Tasks for this exercise —
[a] In the mailing list message, what is the only lock held during the window when the race can happen?
[b] Copy out, word for word, the part of the records that starts with the line containing "Target: goal net" and goes through the end of the records.

━━ Source text

On Mon, 23 Oct 2000, Linus Torvalds wrote:
>
>
> On Mon, 23 Oct 2000, Alexander Viro wrote:
> >
> > Oh, crap... Who introduced ->i_mmap_shared/->i_mmap separation and what
> > analysis had been done? Petr, can you reproduce the problem on -test7?
>
> I don't think that is it - that code looks very straightforward (and is
> needed on some silly architectures that cannot easily otherwise see if
> they need to be coherent wrt user space - mainly sparc and virtual
> caches).
OK, I see where the race can happen. Yes, vmtruncate() tries to kill the
mappings. Right. However, it does that _after_ truncate_inode_pages().
And there is a window when the only lock we are holding is ->i_sem.
sync_pte in that window ==> we are fucked.
So the question being: WTF do we postpone zapping the page tables until
after the truncate_inode_pages()? The following rules might make life
simpler, AFAICS:
* as soon as ->i_size is set, no new pagetable references to
off-limits pages can appear.
* as soon as we are don with vmtruncate_list() there is no
pagetable references.
* truncate_inode_pages() never has to deal with pages refered from
pagetables.
* ->i_size can't increase until we return from vmtruncate().

━━━━
━━ Items

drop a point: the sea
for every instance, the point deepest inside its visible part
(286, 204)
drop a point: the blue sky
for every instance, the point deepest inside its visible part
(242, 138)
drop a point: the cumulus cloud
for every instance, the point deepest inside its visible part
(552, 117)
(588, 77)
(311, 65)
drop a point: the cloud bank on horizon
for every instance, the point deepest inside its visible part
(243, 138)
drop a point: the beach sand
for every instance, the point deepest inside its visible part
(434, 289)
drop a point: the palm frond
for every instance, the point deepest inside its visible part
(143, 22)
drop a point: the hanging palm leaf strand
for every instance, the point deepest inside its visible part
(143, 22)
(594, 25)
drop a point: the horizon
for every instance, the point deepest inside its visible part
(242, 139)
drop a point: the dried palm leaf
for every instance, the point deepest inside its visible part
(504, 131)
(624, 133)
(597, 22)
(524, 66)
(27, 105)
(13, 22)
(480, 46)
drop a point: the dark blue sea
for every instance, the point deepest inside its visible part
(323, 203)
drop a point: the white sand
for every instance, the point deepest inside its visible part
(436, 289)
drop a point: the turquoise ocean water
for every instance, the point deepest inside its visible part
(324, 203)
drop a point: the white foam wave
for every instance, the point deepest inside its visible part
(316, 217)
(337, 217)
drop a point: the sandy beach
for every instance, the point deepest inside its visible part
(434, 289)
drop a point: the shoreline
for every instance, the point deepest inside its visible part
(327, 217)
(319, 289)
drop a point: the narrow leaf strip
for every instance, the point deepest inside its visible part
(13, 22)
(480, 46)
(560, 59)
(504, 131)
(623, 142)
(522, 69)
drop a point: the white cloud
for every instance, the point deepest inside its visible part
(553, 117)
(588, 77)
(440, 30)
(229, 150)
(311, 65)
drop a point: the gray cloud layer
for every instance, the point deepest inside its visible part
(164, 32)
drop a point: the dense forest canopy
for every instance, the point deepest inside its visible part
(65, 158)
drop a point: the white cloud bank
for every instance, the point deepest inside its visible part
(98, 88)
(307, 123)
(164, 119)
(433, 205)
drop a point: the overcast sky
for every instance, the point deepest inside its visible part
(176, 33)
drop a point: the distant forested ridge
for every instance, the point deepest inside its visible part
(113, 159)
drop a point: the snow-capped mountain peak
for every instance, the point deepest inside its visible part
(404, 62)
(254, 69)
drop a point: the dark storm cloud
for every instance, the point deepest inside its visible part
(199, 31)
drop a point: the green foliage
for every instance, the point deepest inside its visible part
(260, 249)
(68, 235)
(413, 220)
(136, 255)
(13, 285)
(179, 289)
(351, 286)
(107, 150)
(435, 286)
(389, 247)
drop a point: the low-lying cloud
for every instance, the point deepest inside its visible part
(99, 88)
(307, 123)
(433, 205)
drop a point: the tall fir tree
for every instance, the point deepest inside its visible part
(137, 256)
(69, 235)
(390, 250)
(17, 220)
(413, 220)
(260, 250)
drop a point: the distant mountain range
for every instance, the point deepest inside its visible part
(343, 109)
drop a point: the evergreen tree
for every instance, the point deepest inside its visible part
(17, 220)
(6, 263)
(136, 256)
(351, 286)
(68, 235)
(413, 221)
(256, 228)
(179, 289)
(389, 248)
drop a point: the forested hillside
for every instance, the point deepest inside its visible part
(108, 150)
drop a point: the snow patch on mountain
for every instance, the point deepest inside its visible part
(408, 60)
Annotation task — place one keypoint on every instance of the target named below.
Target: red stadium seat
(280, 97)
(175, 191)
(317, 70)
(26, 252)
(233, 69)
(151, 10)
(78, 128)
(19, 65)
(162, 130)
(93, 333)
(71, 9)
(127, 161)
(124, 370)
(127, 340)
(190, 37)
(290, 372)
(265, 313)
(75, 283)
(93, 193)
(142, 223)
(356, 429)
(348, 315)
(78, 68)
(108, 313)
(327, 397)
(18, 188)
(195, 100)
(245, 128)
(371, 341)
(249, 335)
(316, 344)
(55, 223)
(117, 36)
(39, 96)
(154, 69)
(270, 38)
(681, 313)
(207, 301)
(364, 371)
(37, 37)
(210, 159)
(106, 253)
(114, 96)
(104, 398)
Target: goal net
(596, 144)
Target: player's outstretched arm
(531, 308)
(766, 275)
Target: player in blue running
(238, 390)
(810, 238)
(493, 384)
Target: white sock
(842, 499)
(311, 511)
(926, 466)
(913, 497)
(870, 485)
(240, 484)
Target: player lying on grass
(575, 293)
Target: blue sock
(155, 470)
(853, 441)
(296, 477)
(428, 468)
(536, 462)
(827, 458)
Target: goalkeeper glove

━━━━

Task-by-task outputs —
[a] The only lock held is ->i_sem.

[b]
Target: goal net
(596, 144)
Target: player's outstretched arm
(531, 308)
(766, 275)
Target: player in blue running
(238, 390)
(810, 238)
(493, 384)
Target: white sock
(842, 499)
(311, 511)
(926, 466)
(913, 497)
(870, 485)
(240, 484)
Target: player lying on grass
(575, 293)
Target: blue sock
(155, 470)
(853, 441)
(296, 477)
(428, 468)
(536, 462)
(827, 458)
Target: goalkeeper glove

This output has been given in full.